START Data supplied
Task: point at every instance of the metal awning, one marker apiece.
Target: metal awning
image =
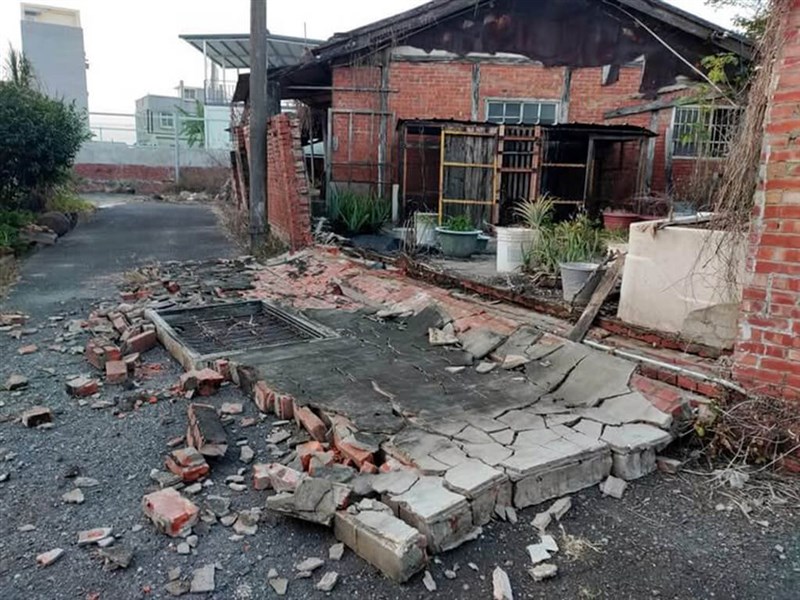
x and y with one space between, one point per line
232 51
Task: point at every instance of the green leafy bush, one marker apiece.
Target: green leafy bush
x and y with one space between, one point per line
39 139
577 240
359 213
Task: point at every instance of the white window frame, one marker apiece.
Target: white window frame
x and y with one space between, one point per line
522 102
166 120
690 145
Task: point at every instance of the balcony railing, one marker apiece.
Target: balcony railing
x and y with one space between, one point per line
218 93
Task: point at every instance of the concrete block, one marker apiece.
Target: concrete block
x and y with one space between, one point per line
383 540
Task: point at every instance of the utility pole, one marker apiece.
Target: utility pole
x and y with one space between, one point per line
258 125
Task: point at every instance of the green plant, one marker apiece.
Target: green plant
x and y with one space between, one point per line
577 240
536 214
460 223
64 200
359 213
39 139
193 126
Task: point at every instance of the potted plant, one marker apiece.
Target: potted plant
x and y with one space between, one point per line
458 238
575 249
514 244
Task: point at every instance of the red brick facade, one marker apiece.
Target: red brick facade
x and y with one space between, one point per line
460 90
767 358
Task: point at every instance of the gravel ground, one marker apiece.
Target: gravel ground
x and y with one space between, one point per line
667 538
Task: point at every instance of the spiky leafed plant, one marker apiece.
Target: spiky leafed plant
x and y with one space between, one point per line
19 69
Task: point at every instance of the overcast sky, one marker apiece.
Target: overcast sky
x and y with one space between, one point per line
133 46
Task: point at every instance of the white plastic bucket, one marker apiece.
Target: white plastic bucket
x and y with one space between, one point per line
513 246
425 228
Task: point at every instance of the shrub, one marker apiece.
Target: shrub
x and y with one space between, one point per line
39 139
359 213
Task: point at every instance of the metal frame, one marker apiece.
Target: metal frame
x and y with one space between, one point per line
443 165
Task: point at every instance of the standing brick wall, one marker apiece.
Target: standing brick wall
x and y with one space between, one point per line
767 356
289 201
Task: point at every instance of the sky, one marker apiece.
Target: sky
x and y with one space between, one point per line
133 47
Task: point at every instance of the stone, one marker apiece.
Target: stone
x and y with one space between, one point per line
381 539
614 487
246 454
501 585
15 382
485 368
279 585
309 564
328 581
93 536
48 558
203 580
442 516
429 582
36 416
73 497
542 572
542 521
634 448
336 552
171 513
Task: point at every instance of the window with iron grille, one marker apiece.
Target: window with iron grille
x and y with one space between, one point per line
704 131
521 112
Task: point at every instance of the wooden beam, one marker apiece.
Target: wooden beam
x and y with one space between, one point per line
607 283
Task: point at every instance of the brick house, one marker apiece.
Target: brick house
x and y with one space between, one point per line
515 63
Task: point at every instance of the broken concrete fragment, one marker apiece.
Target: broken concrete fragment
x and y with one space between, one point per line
37 415
15 382
542 572
309 564
501 585
205 431
73 497
188 464
171 513
203 580
93 536
48 558
328 581
614 487
383 540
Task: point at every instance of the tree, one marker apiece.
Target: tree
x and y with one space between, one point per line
39 139
751 15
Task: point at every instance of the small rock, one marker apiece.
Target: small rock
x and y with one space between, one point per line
309 564
73 497
336 552
542 572
280 585
328 581
430 583
203 580
15 382
502 585
48 558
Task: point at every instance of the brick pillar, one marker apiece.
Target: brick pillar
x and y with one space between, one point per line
767 356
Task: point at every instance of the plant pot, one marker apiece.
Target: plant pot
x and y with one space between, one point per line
615 221
425 228
575 281
458 244
513 246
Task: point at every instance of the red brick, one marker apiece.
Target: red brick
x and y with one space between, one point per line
171 513
305 417
116 372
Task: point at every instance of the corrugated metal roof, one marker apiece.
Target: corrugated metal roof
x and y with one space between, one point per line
232 51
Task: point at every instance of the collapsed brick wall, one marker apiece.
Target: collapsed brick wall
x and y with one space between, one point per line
446 90
767 356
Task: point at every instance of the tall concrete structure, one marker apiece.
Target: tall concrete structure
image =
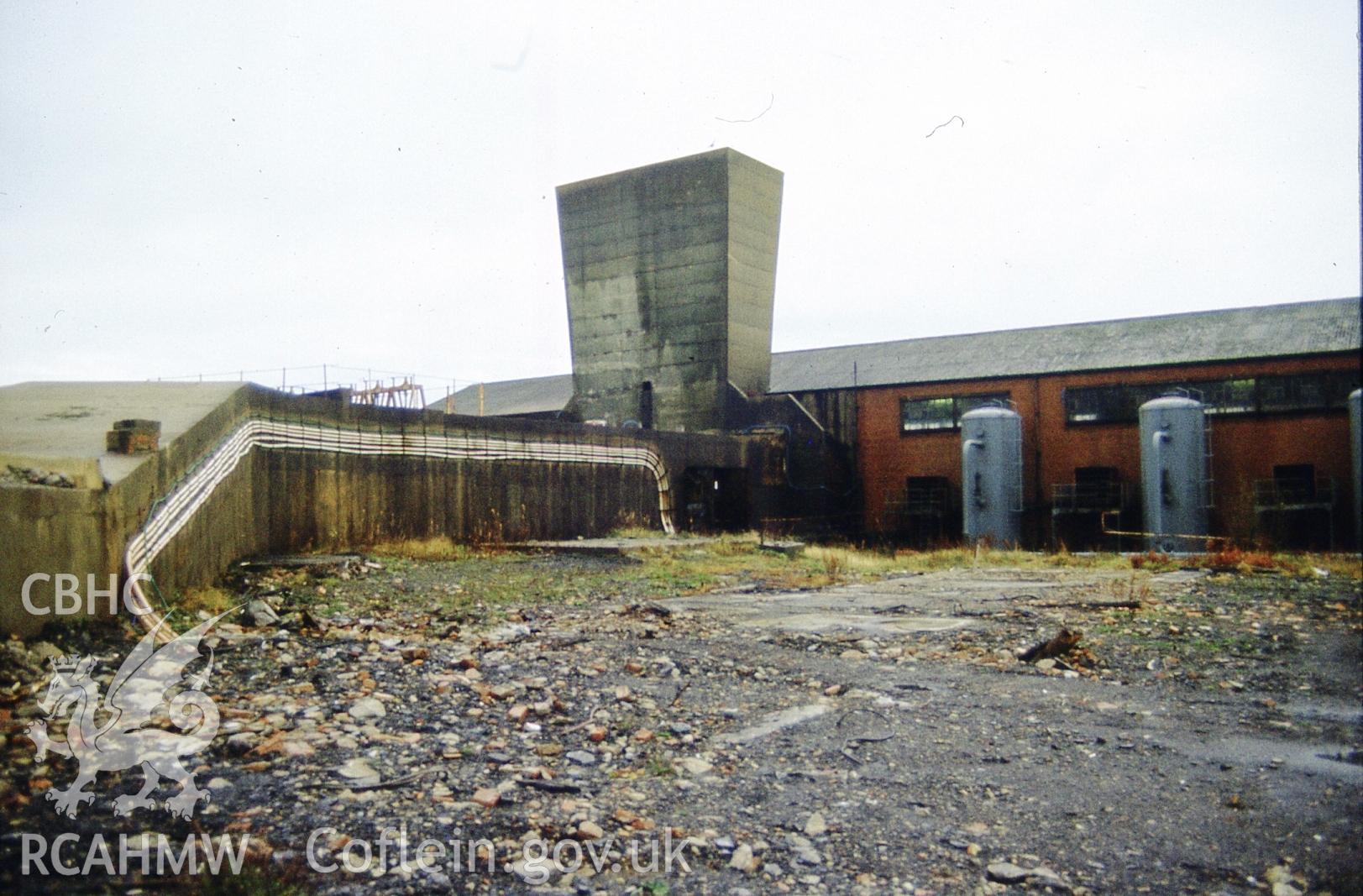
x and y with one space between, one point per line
671 281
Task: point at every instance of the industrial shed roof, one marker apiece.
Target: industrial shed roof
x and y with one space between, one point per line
1308 327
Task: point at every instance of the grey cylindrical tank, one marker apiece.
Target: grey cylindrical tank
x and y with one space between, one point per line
1174 485
1356 441
991 474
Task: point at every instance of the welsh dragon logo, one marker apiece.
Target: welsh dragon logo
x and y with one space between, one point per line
124 730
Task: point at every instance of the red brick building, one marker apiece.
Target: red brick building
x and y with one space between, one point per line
1275 380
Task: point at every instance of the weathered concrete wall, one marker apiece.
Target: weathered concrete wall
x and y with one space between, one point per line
671 275
289 500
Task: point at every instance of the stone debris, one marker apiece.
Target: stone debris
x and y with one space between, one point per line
605 726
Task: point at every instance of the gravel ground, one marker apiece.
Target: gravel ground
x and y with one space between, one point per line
877 736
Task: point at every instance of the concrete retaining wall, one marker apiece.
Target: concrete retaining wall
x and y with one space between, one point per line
293 500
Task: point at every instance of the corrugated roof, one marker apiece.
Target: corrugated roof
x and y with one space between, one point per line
1179 338
1306 327
537 395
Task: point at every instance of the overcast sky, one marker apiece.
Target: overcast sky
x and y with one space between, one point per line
207 187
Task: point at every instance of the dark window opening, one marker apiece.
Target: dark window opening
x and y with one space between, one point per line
647 406
1294 393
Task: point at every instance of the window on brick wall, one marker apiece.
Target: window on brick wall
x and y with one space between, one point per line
1292 393
925 415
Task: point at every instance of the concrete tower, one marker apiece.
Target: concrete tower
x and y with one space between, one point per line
671 280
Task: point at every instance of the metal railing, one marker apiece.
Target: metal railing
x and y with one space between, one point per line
1088 496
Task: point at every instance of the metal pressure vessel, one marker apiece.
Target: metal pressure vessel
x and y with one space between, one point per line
991 474
1174 474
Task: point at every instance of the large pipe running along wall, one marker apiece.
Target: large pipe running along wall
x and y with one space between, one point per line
173 511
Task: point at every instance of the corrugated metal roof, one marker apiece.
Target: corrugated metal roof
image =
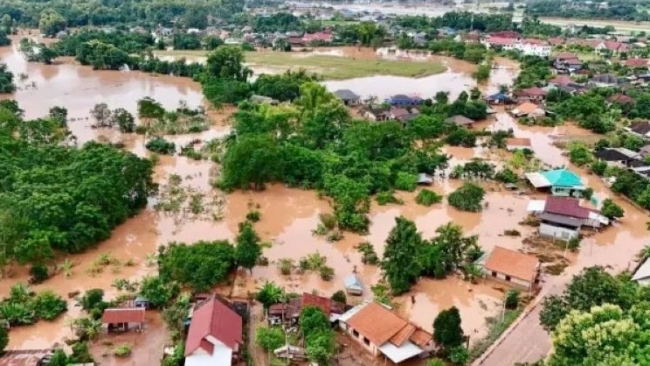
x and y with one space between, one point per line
352 282
512 263
536 206
538 180
123 315
562 220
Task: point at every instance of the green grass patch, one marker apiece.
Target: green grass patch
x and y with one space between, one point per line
334 23
330 67
496 328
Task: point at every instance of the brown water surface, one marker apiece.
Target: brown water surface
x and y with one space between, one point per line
290 215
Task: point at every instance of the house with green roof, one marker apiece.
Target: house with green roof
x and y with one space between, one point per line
560 182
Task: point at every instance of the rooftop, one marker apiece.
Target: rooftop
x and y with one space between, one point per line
512 263
459 120
213 318
565 206
561 219
327 305
376 323
518 141
346 94
123 315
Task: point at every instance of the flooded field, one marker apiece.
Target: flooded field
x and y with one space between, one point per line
288 216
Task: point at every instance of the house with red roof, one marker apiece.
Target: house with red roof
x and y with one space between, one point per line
533 94
637 63
214 336
561 218
322 37
611 46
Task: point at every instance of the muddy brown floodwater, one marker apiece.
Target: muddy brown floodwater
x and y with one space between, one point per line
290 215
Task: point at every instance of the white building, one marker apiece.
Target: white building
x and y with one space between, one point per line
534 47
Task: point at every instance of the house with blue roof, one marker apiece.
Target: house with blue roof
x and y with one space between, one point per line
560 182
499 98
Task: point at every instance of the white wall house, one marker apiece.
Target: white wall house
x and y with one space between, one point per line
215 335
511 268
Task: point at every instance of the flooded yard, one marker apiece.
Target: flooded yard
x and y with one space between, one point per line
288 216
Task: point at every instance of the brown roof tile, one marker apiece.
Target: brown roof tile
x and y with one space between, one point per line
376 323
512 263
215 319
403 335
123 315
565 206
421 338
518 141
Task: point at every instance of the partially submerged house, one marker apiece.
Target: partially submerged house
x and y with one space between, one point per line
499 98
561 218
214 336
619 156
289 312
382 332
641 129
403 100
121 319
517 143
353 285
528 109
511 267
533 94
348 97
606 80
560 182
460 121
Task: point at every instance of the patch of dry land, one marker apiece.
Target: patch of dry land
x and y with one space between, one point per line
330 66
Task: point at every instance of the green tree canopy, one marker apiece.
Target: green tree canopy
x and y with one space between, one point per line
399 267
447 330
247 249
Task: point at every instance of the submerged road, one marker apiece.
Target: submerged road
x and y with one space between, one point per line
526 341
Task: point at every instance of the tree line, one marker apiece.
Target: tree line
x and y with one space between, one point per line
632 10
582 318
52 16
61 198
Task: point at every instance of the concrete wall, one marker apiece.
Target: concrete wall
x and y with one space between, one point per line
558 233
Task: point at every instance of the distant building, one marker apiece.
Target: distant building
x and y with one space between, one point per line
348 97
403 100
382 332
619 156
641 129
461 121
511 267
560 182
215 335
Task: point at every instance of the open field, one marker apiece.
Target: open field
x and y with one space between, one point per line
329 66
620 25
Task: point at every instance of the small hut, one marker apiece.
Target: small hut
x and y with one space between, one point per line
119 319
353 285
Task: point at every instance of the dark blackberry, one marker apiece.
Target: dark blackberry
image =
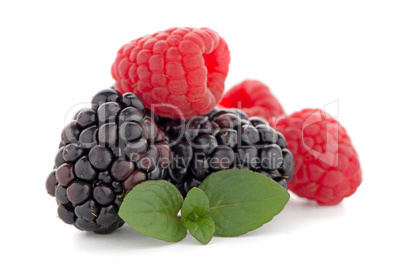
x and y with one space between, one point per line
225 139
104 152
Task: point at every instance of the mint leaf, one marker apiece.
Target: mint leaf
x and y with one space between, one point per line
241 200
195 216
151 208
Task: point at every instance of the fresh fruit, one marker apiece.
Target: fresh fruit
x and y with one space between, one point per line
105 151
327 165
225 139
255 99
178 73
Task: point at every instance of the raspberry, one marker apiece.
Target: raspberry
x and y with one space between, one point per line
225 139
105 151
255 99
182 68
327 165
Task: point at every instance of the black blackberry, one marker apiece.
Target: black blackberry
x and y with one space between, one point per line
225 139
104 152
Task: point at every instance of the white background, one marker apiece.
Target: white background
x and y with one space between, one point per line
57 54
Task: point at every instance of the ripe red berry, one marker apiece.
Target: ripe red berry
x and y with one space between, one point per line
182 68
327 165
255 99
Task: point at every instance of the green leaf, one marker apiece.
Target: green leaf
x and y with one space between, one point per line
241 200
195 216
151 208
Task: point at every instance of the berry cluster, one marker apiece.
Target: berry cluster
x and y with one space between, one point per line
225 139
104 152
327 165
162 121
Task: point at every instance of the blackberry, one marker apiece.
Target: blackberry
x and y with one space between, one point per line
104 152
225 139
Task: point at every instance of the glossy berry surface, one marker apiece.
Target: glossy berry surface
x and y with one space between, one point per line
104 152
225 139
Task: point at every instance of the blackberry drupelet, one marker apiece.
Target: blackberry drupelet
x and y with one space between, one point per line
104 152
223 139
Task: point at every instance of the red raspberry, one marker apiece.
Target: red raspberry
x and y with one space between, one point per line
255 99
327 165
180 67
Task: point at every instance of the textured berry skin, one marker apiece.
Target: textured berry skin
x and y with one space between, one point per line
183 67
327 165
255 99
104 152
225 139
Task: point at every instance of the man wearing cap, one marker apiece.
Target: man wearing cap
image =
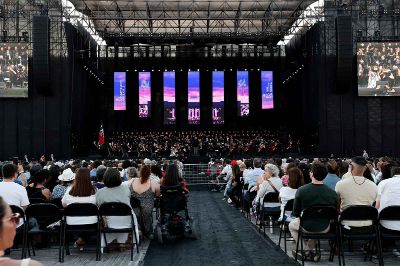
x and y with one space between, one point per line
66 178
356 190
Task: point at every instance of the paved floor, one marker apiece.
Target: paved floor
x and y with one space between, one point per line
225 238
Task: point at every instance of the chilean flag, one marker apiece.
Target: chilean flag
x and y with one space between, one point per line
101 134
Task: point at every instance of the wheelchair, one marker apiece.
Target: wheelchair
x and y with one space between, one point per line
174 221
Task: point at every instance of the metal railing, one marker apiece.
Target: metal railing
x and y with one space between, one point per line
198 174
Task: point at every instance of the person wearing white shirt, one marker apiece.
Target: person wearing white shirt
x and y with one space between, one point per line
82 191
251 180
389 195
295 181
13 193
271 183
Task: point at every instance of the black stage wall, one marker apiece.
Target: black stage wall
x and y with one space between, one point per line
38 124
60 121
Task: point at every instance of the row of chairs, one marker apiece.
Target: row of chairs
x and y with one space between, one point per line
338 234
49 214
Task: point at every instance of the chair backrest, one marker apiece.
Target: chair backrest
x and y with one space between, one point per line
37 200
135 202
17 209
271 197
289 205
115 209
44 213
57 202
319 212
81 210
390 213
321 215
359 213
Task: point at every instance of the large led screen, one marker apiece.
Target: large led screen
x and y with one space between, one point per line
169 98
144 94
267 90
242 87
14 70
378 68
194 98
119 91
218 97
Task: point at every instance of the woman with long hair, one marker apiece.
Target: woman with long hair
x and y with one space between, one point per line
287 193
82 191
145 189
8 225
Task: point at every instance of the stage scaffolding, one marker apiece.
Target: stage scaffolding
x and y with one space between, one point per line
230 28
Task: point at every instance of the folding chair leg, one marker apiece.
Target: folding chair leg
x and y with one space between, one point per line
302 249
297 248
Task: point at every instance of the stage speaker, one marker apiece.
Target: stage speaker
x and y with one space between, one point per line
41 54
344 54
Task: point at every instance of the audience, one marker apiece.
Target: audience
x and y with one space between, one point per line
271 183
295 181
66 179
389 195
8 224
37 190
313 194
331 178
114 191
82 191
11 192
356 190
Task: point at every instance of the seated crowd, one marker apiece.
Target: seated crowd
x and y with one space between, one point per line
95 183
336 183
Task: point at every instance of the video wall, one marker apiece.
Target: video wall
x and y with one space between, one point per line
193 98
169 98
378 68
144 94
242 91
14 72
243 101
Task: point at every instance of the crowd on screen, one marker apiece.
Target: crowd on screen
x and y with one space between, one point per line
379 65
13 66
339 183
206 143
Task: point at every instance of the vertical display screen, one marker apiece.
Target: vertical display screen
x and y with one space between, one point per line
218 97
144 94
169 98
119 91
194 98
242 86
267 90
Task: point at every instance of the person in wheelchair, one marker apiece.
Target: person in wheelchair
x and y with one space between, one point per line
173 201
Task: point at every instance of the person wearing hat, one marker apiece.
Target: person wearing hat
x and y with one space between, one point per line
66 178
356 190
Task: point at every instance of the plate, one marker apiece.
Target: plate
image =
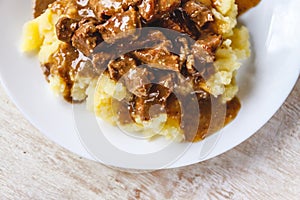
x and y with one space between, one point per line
265 81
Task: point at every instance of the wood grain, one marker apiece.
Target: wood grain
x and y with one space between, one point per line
266 166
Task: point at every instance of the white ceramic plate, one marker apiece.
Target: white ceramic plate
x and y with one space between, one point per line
265 82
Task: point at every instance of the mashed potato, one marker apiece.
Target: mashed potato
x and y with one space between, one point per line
39 36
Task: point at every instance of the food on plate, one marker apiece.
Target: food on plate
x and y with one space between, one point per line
168 67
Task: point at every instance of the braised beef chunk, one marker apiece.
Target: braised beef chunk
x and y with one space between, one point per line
40 6
87 36
108 8
179 21
167 6
198 12
65 28
210 42
148 9
117 68
100 61
151 10
120 26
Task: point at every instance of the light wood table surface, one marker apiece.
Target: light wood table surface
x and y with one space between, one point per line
267 166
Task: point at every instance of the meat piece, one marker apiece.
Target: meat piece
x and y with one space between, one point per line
120 26
210 42
198 12
179 21
148 9
119 67
100 61
40 6
65 28
152 10
107 8
203 50
136 81
167 6
87 36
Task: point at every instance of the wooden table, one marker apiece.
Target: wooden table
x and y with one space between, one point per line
267 166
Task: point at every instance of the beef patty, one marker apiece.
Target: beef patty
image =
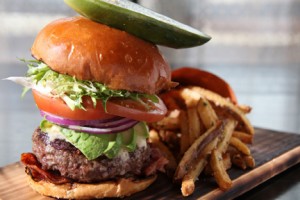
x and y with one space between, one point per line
60 155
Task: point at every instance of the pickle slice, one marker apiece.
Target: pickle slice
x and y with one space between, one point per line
139 21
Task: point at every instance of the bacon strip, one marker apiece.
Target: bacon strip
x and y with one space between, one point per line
34 169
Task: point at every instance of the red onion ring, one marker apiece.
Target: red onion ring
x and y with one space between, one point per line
93 130
102 126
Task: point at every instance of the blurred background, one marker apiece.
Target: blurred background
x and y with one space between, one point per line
255 47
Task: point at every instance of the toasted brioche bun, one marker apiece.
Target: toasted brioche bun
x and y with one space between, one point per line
92 51
121 188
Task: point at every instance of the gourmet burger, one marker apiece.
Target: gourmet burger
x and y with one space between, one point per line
95 87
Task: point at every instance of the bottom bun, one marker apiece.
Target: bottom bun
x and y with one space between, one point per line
121 188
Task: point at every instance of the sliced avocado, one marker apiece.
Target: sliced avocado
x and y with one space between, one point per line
114 146
129 139
142 129
139 21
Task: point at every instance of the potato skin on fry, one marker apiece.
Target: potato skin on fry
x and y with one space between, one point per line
201 111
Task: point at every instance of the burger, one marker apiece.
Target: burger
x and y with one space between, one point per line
95 87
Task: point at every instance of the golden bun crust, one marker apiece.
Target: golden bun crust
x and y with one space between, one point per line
121 188
92 51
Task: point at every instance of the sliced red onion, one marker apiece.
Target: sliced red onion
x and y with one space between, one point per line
64 121
104 126
93 130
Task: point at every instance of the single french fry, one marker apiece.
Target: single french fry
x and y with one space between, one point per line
155 140
249 160
245 108
244 137
219 171
226 135
188 182
238 161
197 166
226 162
193 124
197 92
195 149
240 146
206 113
184 139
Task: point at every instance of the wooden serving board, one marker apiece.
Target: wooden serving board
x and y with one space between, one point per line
273 151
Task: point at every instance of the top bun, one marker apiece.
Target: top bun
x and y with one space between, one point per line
92 51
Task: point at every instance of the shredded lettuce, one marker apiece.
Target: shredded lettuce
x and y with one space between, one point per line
71 90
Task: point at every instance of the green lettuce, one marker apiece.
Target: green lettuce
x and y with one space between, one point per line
73 89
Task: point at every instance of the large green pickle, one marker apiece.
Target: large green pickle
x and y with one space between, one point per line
139 21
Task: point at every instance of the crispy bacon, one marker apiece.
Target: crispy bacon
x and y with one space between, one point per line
157 163
34 169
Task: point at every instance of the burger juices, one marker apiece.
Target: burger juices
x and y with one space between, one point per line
95 87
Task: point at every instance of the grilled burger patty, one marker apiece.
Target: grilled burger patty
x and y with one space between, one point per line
60 155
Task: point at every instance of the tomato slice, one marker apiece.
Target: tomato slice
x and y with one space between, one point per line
207 80
115 107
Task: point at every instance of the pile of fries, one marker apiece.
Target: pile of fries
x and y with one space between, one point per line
203 133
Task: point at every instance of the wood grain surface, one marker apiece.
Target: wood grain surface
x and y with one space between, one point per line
273 151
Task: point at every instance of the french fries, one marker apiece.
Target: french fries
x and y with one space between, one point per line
207 113
194 150
213 134
219 170
155 140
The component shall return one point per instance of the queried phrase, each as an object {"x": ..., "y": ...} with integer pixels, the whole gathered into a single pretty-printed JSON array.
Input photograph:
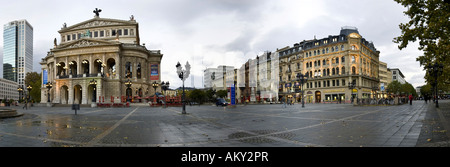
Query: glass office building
[{"x": 17, "y": 50}]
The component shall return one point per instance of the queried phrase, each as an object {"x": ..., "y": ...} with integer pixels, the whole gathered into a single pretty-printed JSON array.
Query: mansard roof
[{"x": 97, "y": 22}]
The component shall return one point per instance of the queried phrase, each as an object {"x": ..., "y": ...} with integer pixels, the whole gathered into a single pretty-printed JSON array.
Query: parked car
[{"x": 221, "y": 102}]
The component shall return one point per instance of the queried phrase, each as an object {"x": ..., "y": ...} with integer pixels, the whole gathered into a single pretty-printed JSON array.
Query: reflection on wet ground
[{"x": 251, "y": 125}]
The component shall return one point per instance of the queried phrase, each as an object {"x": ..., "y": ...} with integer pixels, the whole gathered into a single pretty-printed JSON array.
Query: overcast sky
[{"x": 208, "y": 33}]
END Data supplied
With pictures removed, write out exactly each line of the entries from the first through the line that holds "Target: green leafy bush".

= Exercise solution =
Task: point at every instance of the metal awning, one marker apiece.
Target: metal awning
image =
x and y with one space between, one point per line
232 51
Task: point at every instance of the green leafy bush, one marker apiece.
Target: green leafy bush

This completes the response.